[Begin SELECTED EXTRACT]

Instead, the festival’s best remedy for loneliness was a decidedly old-school one.

Free of charge

By 10pm, crowds of Gen Z Singaporeans – many of them young teens – were streaming into the mall, watching as a party collective transformed shops into dance floors. It took just minutes for each party zone to be packed to maximum capacity, with overflowing queues of eager partygoers that lasted until 1am, the festival’s closing time.

Inside, and despite the emphasis on sobriety, one could find all the usual party tropes.

Reluctant boyfriends being coaxed onto the dance floor by their girlfriends,  mass chanting from revellers when their favourite song came on and the inevitable hoots as someone climbed atop a table to show off his or her moves.

There was also the stuff that made this a distinctly Gen Z space. At one point, a partygoer held their phone up high, with the brightness cranked up as they began opening booster card packs on their Pokemon trading card game app – drawing cheers from the crowd and many recordings likely destined for TikTok.

Beyond the noise, dozens congregated at whatever tables and steps they could find, creating that lively social atmosphere one typically encounters only in the underground spaces near the Esplanade, a frequent haunt of Singapore’s teens.

When young people have free space and events they can afford, spontaneous interactions emerge organically. The light-up bracelets, while a great party accessory, felt extraneous to that exchange.

Beans&Beats’ founders said they set out to create a new kind of “third space” for young people.

Third spaces refer to social settings outside of one’s home and work, such as parks and cafes. By that measure, it was a roaring success.

Much like many of Singapore’s much-beloved culture spots, what partygoers loved the most about the Beans&Beats party was that it made no business sense at all.

Without charging an entry fee, the event’s only – and optional cost for partygoers was its sale of $10 cups of coffee.

Partygoers, many experiencing their first club-like environment, said the affordability created an inclusive atmosphere impossible to find at Singapore’s more price-prohibitive nightlife venues.

At the same time, the costs of crowd control, professional DJs and acoustically suitable venues likely exceeded what anyone could recoup from caffeine sales alone.

For context, Singapore’s nightlife woes do not stem only from young people feeling increasingly priced out by steep alcohol fees and late-night Grab fare, but also from how bars and clubs have long sustained themselves on alcohol revenues – something the trend towards sobriety calls into question.

It is unclear if any party collective, sober or otherwise, could do a similar event without significant support, receptive corporate sponsors like CapitaLand – Funan’s landlord – and a horde of eager volunteers.

In expensive Singapore, this feels like the recipe for any worthwhile community endeavour.

Money on my mind

Spontaneous connections emerged everywhere at Funan, where partygoers claimed whatever spaces they could find.

ST PHOTO: TEO KAI XIANG

Beyond the tech solutions and sober partying, the festival’s most poignant moment came during its film screenings by students of Lasalle College of the Arts.

[End SELECTED EXTRACT]

JOBS:
(a) Answer these questions using the piece on the Beans&Beats festival:
(i) At what time did the festival close?
(ii) What was the only cost for partygoers, and was it required?
(iii) Which company is named as Funan's landlord?
(b) From the piece on the Beans&Beats festival, reproduce the passage starting at "Much like many" and ending at "price-prohibitive nightlife venues.".
You will not need the material that comes after this note.

[Begin SUPPLIED DATA]

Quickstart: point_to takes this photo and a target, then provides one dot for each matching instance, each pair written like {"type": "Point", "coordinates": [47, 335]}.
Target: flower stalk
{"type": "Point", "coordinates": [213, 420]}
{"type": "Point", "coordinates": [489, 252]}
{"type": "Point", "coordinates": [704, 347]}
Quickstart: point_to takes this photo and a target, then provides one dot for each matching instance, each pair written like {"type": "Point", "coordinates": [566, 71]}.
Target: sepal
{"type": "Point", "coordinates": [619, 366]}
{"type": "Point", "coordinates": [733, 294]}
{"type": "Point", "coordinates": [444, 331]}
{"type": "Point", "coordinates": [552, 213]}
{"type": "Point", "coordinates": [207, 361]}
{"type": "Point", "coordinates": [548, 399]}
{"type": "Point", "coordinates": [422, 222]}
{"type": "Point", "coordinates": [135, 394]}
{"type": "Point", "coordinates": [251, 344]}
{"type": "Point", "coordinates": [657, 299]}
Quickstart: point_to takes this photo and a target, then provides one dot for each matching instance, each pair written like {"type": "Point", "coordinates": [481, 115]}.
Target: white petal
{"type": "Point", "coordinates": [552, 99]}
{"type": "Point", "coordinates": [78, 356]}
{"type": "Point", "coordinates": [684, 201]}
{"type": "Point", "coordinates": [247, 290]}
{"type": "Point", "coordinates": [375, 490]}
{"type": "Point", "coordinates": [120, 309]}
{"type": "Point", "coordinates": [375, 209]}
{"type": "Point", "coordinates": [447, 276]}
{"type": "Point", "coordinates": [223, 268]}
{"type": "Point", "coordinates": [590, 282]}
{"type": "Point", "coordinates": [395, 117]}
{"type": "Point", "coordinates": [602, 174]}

[End SUPPLIED DATA]

SOLUTION LIST:
(a)
(i) 1am
(ii) $10 cups of coffee, and the cost was optional.
(iii) CapitaLand

(b)
Much like many of Singapore’s much-beloved culture spots, what partygoers loved the most about the Beans&Beats party was that it made no business sense at all.

Without charging an entry fee, the event’s only – and optional cost for partygoers was its sale of $10 cups of coffee.

Partygoers, many experiencing their first club-like environment, said the affordability created an inclusive atmosphere impossible to find at Singapore’s more price-prohibitive nightlife venues.